- Opening Delimiter -

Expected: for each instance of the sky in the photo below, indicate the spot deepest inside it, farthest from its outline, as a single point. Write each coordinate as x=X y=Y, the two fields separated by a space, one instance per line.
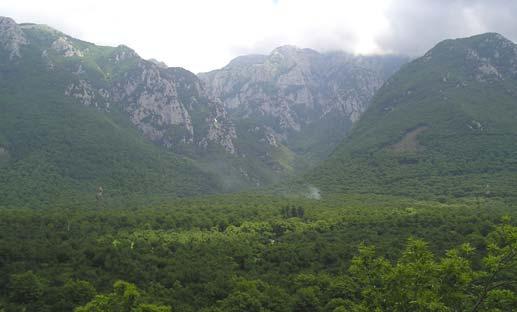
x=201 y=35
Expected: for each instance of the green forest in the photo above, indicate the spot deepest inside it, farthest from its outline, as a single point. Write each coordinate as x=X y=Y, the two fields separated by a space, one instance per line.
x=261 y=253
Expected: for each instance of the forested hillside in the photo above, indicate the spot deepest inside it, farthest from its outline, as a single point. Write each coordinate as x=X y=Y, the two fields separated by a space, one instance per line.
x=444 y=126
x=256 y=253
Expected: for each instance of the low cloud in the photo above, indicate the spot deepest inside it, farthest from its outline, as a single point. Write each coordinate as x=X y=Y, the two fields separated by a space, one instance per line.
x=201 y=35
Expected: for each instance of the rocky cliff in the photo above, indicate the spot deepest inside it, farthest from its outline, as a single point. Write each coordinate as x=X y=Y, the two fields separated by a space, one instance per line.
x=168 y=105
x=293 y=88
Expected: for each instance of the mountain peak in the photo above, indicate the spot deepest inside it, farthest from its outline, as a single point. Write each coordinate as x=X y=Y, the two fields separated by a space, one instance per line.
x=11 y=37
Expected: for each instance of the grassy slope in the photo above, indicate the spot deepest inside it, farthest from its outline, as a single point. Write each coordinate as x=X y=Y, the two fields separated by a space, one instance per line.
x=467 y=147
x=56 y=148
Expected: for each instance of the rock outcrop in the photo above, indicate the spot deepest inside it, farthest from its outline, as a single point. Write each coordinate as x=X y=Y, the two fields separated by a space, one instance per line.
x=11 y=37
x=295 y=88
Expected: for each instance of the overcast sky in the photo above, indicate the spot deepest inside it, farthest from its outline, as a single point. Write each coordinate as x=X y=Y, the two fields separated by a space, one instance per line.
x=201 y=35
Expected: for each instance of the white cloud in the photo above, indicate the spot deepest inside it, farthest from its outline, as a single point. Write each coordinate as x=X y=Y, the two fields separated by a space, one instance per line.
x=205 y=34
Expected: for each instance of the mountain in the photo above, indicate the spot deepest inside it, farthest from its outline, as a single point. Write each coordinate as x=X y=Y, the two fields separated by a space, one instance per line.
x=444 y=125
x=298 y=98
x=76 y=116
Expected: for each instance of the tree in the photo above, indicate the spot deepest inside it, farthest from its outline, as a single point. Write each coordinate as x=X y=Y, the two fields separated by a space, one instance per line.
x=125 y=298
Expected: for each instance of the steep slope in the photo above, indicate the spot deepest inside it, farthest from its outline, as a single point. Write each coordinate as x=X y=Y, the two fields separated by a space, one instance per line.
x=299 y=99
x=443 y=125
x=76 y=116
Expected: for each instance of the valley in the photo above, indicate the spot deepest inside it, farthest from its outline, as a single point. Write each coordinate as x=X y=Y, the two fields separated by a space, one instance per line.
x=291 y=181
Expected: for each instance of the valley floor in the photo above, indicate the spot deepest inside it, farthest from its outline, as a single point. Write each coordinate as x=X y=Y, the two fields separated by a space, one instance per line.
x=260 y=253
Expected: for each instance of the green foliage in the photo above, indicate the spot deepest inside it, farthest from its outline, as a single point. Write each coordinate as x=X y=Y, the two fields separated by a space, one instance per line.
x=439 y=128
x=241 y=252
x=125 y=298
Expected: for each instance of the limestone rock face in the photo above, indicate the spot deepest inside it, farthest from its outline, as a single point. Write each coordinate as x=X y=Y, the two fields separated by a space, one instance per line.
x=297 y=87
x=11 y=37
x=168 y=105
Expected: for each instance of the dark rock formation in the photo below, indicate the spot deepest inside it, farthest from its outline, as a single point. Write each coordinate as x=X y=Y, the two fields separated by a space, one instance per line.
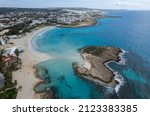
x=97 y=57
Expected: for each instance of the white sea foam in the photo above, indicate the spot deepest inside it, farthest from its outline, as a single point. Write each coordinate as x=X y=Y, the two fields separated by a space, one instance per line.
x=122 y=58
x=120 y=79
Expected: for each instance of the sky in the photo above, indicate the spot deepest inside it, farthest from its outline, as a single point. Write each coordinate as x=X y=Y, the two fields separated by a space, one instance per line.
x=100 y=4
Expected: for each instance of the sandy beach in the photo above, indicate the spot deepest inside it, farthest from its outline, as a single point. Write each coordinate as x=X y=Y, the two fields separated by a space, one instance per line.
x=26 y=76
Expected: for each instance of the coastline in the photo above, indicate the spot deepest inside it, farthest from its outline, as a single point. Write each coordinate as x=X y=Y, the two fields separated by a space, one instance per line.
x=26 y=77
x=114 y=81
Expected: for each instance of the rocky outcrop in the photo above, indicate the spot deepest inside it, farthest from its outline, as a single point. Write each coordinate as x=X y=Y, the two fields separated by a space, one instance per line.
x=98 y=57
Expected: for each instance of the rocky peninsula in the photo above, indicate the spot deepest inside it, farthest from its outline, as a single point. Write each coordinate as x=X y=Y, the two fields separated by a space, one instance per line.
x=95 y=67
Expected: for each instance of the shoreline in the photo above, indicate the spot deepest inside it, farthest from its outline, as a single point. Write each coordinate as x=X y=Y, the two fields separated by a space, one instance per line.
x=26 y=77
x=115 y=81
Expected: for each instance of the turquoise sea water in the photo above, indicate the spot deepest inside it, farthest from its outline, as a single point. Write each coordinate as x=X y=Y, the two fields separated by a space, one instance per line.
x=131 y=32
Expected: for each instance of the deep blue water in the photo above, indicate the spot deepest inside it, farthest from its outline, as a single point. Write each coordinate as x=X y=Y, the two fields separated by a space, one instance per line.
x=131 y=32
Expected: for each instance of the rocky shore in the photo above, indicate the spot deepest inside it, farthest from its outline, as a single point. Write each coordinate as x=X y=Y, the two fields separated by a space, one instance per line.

- Closing Delimiter -

**Task:**
Copy out the preceding entries without a single change, leaving out the pictures.

**Answer section:**
Expected: for each instance of the sky in the photo below, indicate the spot deepest inside it, farthest from its outline, as a single point. Write each coordinate as x=X y=Y, the two fields separated by a space, one instance per line.
x=201 y=35
Expected: for each instance of the green forest in the photo above, indicate the spot deepest inside it, farthest from its outline, as a single point. Write each coordinate as x=X y=Y, the two fields separated by a space, one instance per line.
x=261 y=253
Expected: for each instance of the forested hillside in the photo above, indicate the spot deepest inside it, farthest from its outline, as a single point. Write each coordinate as x=X y=Y, the two fields separated by a space, one instance per line.
x=444 y=126
x=256 y=253
Expected: for each instance of the low cloud in the photo above, indicate the spot deepest inside it, farthest from its outline, as a single point. Write each coordinate as x=X y=Y, the two fields separated by a space, one instance per line.
x=201 y=35
Expected: for each instance of the rocky cliff in the photo above, indicate the spot deepest inside it, farthest from its outline, as a single point. Write each coordinate as x=X y=Y, the two fields separated by a space, one instance per line.
x=168 y=105
x=293 y=88
Expected: for each instance of the mountain peak in the photo above, indicate the spot deepest inside it, farthest from its outline, as a single point. Write each coordinate as x=X y=Y, the two fields separated by a space, one instance per line.
x=11 y=37
Expected: for each instance of the grassy slope in the photo above, indicate the spot deepest inside it, farthest from its outline, as a single point. Write each coordinate as x=X y=Y, the two fields separated by a space, one instance per line.
x=467 y=147
x=56 y=148
Expected: for each instance of the rock outcrop in the photo above, indicate the spot deepest inside it, farthest from its outline, as a single point. Write each coordinate as x=X y=Y, the two fields separated by a space, one instance per line.
x=11 y=37
x=295 y=88
Expected: for each instance of the overcast sky in the photo above, indicate the spot deepest inside it, farthest from its outline, as a single point. Write each coordinate as x=X y=Y, the two fields separated by a space, one instance per line.
x=201 y=35
Expected: for each instance of the white cloud in the photo above, indicate the spot deepest inside it, farthest from its outline, as a single point. Write each coordinate as x=X y=Y, the two fields separated by a space, one instance per line.
x=205 y=34
Expected: for each instance of the mountain in the photo above, indicate the spot deepest inside it, farthest from its outline, as a single point. Write each coordinate as x=X y=Y, the two fields separated by a space, one instance per line.
x=444 y=125
x=298 y=98
x=76 y=116
Expected: for each instance of the tree in the photo above, indicate the spot deepest inside it, farthest from its outline, as a single point. Write each coordinate as x=X y=Y, the two fields separated by a space, one instance per line.
x=125 y=298
Expected: for each instance of the steep slope in the photo above, indicate the spot deepest inside it, farthest from its outline, as a single point. Write each coordinate as x=X y=Y, the two fields separated by a space, one instance per line.
x=299 y=99
x=443 y=125
x=76 y=116
Expected: for each instance of the valley in the photo above, indicate the spot deepest inside it, farthest from its outline, as a single point. Write each coordinate as x=X y=Y, the two fields separated by a space, one instance per line.
x=291 y=181
Expected: for each instance of the valley floor in the photo above, indicate the spot deepest inside it, farthest from its outline, as a single point. Write each coordinate as x=X y=Y, the two fields separated by a space, one instance per line.
x=260 y=253
Expected: for each instance of the green foliage in the photo above, indicate the spot deepest inside it, farthest from its outline, as a single point. Write each coordinate as x=X y=Y, the two fields separated by a space, one instance per line.
x=439 y=128
x=241 y=252
x=125 y=298
Expected: for each instance of the limestone rock face in the photo above, indicate the spot deepest inside it, farthest from its outline, as a single point. Write each coordinate as x=X y=Y, the two fields separated by a space, one instance per line.
x=297 y=87
x=11 y=37
x=168 y=105
Expected: for each instance of the dark rock formation in the photo below, indicate the spot deepest inside it, farthest from its outline, as a single point. Write each coordinate as x=X y=Y, the two fields separated by a space, one instance per line.
x=97 y=57
Expected: for each instance of the white sea foam in the photo above, indicate the spot deepest inside it, farthest from its outline, as a single point. Write each coordinate as x=X y=Y, the two fields separated by a space, one instance per line.
x=122 y=58
x=120 y=79
Expected: for each instance of the sky in the photo above, indicate the spot deepest inside it, farthest from its outline, as a single point. Write each coordinate as x=X y=Y, the two fields separated by a space, one instance per line.
x=100 y=4
Expected: for each instance of the sandy beach in the photo above, indicate the spot deepest inside it, farthest from its outline, as a single point. Write each coordinate as x=X y=Y, the two fields separated by a space, one instance per line.
x=26 y=76
Expected: for each instance of the coastline in the photo above, indicate the spot deepest inside it, farthest from its outline, as a single point. Write each coordinate as x=X y=Y, the two fields separated by a space, one instance per line.
x=26 y=77
x=114 y=81
Expected: for each instance of the rocky outcrop in the photo above, indicate the spot deepest inside it, farthest from its outline, as a single point. Write each coordinate as x=X y=Y, the two fields separated by a space, one instance per line.
x=98 y=57
Expected: for each instance of the rocky peninsula in the photo above, indicate the spot deepest inside it, farthest from its outline, as a single point. Write each coordinate as x=X y=Y, the two fields separated by a space, one instance per line.
x=95 y=67
Expected: for each instance of the shoreline in the photo above, indicate the spot deepest inside it, farthest from its outline, as a single point. Write each coordinate as x=X y=Y, the two fields separated by a space, one instance per line.
x=26 y=77
x=115 y=81
Expected: for each instance of the turquoise sea water in the photo above, indicate the spot deepest inside it, farthest from its outline, as a single point. Write each coordinate as x=X y=Y, the two fields separated by a space, one instance per line.
x=131 y=32
Expected: for each instance of the deep blue water in the photo above, indicate the spot deepest inside it, farthest from its outline, as a single point. Write each coordinate as x=X y=Y, the two fields separated by a space, one instance per line.
x=131 y=32
Expected: for each instance of the rocky shore in the photo above, indicate the spot deepest inside it, farthest from its outline, as a single point. Write each coordinate as x=X y=Y, the two fields separated by a space, one instance per line.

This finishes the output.